--- Start Given data ---

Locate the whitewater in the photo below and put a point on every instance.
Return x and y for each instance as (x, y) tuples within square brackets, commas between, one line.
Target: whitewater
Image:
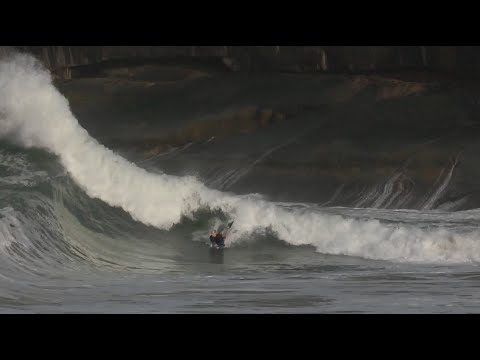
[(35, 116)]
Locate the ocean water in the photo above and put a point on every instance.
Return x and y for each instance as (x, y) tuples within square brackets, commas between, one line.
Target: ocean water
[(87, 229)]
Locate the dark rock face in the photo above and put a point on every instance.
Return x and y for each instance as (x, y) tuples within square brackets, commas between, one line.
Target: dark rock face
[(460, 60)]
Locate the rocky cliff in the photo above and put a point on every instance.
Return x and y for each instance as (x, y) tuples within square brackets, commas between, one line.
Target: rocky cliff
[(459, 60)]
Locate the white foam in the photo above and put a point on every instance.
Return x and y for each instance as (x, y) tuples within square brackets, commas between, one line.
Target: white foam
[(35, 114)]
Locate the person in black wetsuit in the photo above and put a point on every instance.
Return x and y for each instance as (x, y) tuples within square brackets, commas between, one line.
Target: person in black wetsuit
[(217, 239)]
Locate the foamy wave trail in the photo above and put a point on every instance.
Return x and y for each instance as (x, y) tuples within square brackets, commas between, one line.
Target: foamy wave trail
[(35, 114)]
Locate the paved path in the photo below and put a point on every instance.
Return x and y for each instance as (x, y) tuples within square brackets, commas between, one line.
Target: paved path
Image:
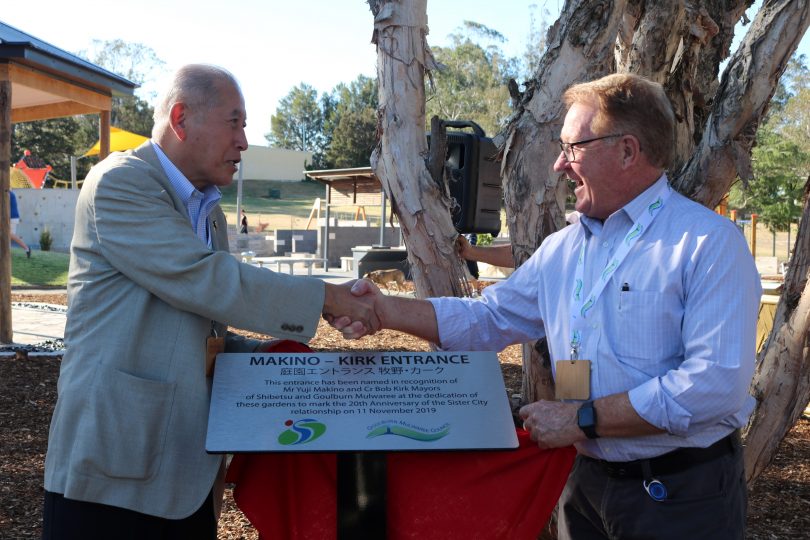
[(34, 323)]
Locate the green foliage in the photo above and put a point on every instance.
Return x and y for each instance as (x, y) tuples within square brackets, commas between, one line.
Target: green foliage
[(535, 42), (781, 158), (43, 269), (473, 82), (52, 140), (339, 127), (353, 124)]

--- End Given data ---
--- Start Given data ---

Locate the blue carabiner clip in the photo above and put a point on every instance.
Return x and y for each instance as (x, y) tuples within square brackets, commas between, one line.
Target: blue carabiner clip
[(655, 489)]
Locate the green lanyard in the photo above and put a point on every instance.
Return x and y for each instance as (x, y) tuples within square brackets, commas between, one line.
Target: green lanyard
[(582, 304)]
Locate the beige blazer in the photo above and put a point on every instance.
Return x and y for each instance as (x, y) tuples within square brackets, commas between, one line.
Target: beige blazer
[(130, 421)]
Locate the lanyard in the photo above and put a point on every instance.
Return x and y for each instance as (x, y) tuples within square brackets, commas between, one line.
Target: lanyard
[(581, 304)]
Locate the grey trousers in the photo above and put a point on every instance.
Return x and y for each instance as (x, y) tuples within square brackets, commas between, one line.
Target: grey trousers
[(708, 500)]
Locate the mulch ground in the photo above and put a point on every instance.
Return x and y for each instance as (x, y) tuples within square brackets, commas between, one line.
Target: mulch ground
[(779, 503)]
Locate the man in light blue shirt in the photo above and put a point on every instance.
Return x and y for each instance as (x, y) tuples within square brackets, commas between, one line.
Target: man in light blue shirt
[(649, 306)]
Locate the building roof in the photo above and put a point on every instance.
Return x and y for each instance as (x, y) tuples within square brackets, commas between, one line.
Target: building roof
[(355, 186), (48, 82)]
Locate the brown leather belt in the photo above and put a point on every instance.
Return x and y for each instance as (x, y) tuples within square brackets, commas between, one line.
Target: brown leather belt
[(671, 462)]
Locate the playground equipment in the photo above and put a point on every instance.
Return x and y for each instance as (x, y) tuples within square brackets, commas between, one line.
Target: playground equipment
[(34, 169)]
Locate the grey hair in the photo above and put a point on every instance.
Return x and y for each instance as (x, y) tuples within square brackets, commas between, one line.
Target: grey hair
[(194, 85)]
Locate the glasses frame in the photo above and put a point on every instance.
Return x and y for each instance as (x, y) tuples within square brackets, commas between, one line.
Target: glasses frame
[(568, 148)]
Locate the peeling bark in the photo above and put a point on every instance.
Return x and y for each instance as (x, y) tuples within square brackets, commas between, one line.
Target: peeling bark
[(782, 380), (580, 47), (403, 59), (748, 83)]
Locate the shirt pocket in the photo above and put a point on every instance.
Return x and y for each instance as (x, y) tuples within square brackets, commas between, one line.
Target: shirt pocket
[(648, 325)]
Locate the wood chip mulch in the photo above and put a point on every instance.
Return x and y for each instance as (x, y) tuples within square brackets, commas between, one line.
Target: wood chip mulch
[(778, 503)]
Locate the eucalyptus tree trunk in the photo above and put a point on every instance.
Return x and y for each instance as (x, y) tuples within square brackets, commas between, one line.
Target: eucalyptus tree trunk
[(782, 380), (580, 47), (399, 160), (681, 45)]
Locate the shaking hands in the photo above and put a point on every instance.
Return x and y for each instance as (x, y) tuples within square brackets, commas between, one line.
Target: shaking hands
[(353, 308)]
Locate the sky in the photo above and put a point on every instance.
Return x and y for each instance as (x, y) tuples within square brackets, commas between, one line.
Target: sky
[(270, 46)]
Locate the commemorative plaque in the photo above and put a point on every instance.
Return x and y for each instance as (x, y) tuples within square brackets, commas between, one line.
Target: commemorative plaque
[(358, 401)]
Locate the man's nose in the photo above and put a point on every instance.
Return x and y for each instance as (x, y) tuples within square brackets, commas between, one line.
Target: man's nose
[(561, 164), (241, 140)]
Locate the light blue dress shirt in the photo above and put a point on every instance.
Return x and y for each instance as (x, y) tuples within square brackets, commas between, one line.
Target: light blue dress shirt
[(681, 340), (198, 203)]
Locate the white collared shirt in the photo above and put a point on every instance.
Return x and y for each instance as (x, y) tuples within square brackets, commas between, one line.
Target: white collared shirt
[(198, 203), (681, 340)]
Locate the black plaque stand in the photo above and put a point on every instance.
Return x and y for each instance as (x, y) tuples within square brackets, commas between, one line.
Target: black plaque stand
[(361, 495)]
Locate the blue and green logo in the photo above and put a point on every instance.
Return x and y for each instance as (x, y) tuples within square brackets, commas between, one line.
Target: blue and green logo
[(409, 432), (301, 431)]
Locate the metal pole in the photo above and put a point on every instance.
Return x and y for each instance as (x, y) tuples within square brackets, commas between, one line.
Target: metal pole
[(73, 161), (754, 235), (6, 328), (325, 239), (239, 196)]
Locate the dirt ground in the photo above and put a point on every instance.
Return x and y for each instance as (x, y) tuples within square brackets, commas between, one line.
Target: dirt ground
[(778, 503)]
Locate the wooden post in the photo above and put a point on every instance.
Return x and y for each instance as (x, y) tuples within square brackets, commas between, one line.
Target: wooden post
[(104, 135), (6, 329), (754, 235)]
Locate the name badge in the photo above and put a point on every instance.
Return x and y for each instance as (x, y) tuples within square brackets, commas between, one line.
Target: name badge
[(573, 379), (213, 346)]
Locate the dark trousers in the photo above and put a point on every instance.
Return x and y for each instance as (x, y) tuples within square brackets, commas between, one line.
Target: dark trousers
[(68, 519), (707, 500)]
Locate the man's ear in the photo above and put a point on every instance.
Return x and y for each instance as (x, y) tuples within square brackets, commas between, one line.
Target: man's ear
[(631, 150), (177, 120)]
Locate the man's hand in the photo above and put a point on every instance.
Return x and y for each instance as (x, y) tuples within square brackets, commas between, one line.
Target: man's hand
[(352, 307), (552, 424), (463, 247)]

--- End Given data ---

- Exercise -
Output the listing from the line containing "Locate the shaking" through the line containing "[(681, 340), (198, 203)]" as a Markdown table with the columns Number and Listing line, one row per line and blank lines left out.

- Solution for this task -
| Number | Listing line |
|---|---|
| 1 | Locate the shaking hands in the photo above and put a point on every instance. |
| 2 | Return x and y for each instance as (x, y) tuples within square brackets, commas between, one line. |
| 3 | Target: shaking hands |
| 4 | [(353, 308)] |
| 5 | Locate the sky in the photo above and put a point on every instance. |
| 6 | Return x and y for each instance as (x, y) tuples within square brackets, commas between, one line. |
| 7 | Target: sky |
| 8 | [(270, 46)] |
| 9 | Locate the commemorative plaque in the photo above and put a point on every instance. |
| 10 | Return x and y for each instance as (x, y) tuples within square brackets, commas between, one line. |
| 11 | Target: commemorative plaque |
| 12 | [(358, 401)] |
| 13 | Locate the man's nose in the photo above and put a point on every instance. |
| 14 | Return x and y for each instance as (x, y) tuples within square brackets, commas between, one line. |
| 15 | Target: man's nose |
| 16 | [(561, 164), (241, 140)] |
| 17 | Locate the light blue dress shirt in the photo above and put a point on every instance. |
| 18 | Return x and y for each instance as (x, y) tuples within square brackets, commas between, one line. |
| 19 | Target: light blue dress shirt |
| 20 | [(681, 340), (198, 203)] |